Try it. Return the lines below exactly, starting with the line that contains "From the screenshot above, the scaffolding" and stopping after the last line.

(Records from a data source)
——

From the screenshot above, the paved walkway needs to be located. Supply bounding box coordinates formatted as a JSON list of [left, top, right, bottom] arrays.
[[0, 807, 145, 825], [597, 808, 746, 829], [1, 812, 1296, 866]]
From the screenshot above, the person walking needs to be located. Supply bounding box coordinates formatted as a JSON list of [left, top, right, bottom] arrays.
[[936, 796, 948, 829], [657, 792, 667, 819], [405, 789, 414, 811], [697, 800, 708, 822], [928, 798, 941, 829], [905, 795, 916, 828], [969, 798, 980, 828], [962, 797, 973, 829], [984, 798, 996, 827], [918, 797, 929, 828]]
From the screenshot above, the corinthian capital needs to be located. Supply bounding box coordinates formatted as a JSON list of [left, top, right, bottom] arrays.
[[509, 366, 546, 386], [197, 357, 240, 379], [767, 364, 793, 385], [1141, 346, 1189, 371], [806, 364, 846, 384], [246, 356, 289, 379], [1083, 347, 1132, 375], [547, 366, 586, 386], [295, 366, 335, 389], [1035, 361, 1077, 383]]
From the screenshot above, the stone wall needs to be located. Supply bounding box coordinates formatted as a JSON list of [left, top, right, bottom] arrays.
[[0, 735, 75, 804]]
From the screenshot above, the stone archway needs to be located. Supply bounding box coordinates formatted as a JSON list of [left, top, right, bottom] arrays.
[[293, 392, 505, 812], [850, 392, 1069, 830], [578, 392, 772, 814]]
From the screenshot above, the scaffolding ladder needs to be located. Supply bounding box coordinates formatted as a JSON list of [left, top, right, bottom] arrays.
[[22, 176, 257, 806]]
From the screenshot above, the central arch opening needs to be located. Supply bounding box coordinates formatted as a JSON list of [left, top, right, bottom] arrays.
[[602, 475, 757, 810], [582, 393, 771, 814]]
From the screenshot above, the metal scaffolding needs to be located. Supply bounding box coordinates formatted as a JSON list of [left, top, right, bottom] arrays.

——

Answer to this exercise.
From the screenshot above, the scaffolding ladder needs to be located. Supply bounding box coordinates formatted as a JSON list of [left, top, right, bottom] arrays.
[[22, 176, 257, 806]]
From the screenshot above, the central arch opening needs to be located. Supply bounding box coordinates formatted as a JSON list of [left, top, right, bottom] arrays.
[[602, 475, 757, 810], [582, 393, 771, 814]]
From the screenshot above, the metal scaffolding needs to be located. Supply bounding box coordinates formatted as a JSON list of [left, top, right, bottom] arrays.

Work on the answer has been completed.